[Stored records]
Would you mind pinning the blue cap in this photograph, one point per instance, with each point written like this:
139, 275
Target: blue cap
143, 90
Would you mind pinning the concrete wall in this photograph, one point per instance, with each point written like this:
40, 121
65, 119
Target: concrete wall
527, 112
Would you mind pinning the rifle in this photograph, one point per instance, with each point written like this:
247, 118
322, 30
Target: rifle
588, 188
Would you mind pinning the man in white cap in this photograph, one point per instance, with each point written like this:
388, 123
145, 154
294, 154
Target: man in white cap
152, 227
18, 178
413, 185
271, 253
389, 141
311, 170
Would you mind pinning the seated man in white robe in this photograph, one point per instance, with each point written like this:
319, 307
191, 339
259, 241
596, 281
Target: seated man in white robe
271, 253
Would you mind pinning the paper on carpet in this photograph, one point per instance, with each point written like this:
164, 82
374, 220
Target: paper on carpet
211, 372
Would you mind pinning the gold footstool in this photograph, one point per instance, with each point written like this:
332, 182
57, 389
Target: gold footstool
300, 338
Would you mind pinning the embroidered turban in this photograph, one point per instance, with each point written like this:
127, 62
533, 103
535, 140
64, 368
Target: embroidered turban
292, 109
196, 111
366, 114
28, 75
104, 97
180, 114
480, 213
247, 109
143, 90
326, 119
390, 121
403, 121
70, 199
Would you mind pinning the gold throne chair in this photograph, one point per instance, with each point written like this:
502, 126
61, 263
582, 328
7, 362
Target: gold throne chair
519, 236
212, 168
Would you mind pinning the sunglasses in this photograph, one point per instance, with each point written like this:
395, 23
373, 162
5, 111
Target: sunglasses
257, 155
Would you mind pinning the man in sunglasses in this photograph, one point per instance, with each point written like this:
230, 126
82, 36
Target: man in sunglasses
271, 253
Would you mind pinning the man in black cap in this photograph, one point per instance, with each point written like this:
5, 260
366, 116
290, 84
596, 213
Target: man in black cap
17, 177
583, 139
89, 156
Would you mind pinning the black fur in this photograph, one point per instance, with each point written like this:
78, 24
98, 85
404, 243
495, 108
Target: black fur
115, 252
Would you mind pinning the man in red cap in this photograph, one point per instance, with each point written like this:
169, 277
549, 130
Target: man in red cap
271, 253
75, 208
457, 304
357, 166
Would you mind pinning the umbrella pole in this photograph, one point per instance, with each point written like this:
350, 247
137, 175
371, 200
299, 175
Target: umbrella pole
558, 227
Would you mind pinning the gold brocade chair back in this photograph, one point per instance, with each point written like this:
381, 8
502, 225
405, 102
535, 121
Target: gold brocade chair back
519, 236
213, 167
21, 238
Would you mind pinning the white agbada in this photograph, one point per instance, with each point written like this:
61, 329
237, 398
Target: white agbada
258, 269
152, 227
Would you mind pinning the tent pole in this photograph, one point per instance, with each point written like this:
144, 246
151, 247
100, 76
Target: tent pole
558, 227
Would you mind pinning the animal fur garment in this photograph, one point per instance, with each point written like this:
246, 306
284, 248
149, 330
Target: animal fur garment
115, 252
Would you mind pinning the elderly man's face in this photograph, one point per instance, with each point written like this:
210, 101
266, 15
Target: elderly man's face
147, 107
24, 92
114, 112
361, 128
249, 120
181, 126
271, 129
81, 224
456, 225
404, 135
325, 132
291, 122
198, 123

> Task to carry out: Repeat the data. Leave nothing out and change nothing.

> Response area:
Would you mind pinning the blue cap in this photograph, one point per instance, with each point written like this:
139, 275
Target: blue cap
143, 90
Would you mind pinning the concrete wall in this photograph, one point per instance, with each point written like this:
40, 121
65, 119
Target: concrete wall
527, 112
Would you mind pinning the rifle in this photograph, one point per instance, with each point written like this:
247, 118
322, 30
Target: rifle
588, 188
Would you mind pinning the man in white cap in this photograph, one point per instance, with each point written like this:
388, 123
145, 154
294, 154
Target: man in white cap
152, 227
18, 178
413, 185
271, 253
389, 141
311, 170
Would you mind pinning the seated man in white robe in this photograph, one point per instance, with each point written like this:
319, 307
191, 339
259, 241
596, 281
Target: seated man in white robe
271, 253
Would you mind pinning the paper on carpet in this photograph, one point per instance, with each point written like this:
164, 82
374, 220
Target: paper on carpet
211, 372
Would you mind pinning the gold footstool in this photograph, one point per instance, with each point written like this:
332, 182
57, 389
Target: gold footstool
300, 338
Would you mind pinning the embroidered turban in this photograph, one point per instance, with each point written like this:
127, 62
533, 103
535, 140
64, 368
Target: embroidered turban
292, 109
196, 111
366, 114
28, 75
104, 97
180, 114
480, 213
247, 109
143, 90
326, 119
390, 121
403, 121
70, 199
Would you mind pinning the gold throne chair in this photograph, one point per instance, with each point written like this:
502, 126
61, 263
582, 328
7, 362
Target: gold throne chair
519, 236
212, 168
Would you mind pinning the sunglasses in this photograph, one point per instance, with each point written like this:
395, 23
373, 162
5, 111
Target: sunglasses
257, 155
Would you mind pinning the man in sunglasses in this photograph, one point per instance, with each point written like this:
230, 126
82, 36
Target: man in sunglasses
271, 253
Would you mind pinning the man in black cap in this photograph, one point per instance, with each point written like this:
5, 260
366, 116
290, 84
596, 213
Target: man in black cap
17, 177
583, 139
89, 156
Would you mind pinning the black fur in this photograph, one point per instance, with each point written like this:
78, 24
98, 85
404, 243
495, 108
Target: black fur
115, 252
Would you mind pinning the man in red cap in this photograph, one point per instance, with each point written like this:
169, 277
549, 130
Target: man in red cap
271, 253
75, 208
457, 304
357, 166
Would you mind pinning the umbrella pole in this photograph, one point per instance, with each point written like this:
350, 247
137, 175
371, 200
299, 175
Target: umbrella pole
558, 227
Would you mind pinning the gold brocade chair back in this photograph, one point per instance, with each point written like this:
381, 8
502, 225
405, 102
535, 121
Target: gold brocade chair back
519, 236
213, 167
21, 238
Would you mind pinning the white agbada in this photograph, one point per instance, with each point written like this:
61, 329
237, 398
Target: white agbada
258, 269
152, 227
Would you mind pinning the tent pole in this photograph, one point per instance, with each point written like this:
144, 246
151, 247
100, 76
Target: tent pole
558, 227
Would you mind pinning the animal fur garment in this photograph, one point per instance, with each point written like this:
246, 306
284, 248
149, 330
Target: animal fur garment
115, 252
Would you mind pinning the elderly man's face in this photograph, one point per instance, with each point written like this:
210, 101
266, 15
Target: elderly man's face
147, 107
24, 92
114, 112
361, 128
249, 120
181, 126
271, 129
81, 224
456, 225
404, 135
325, 132
291, 122
198, 123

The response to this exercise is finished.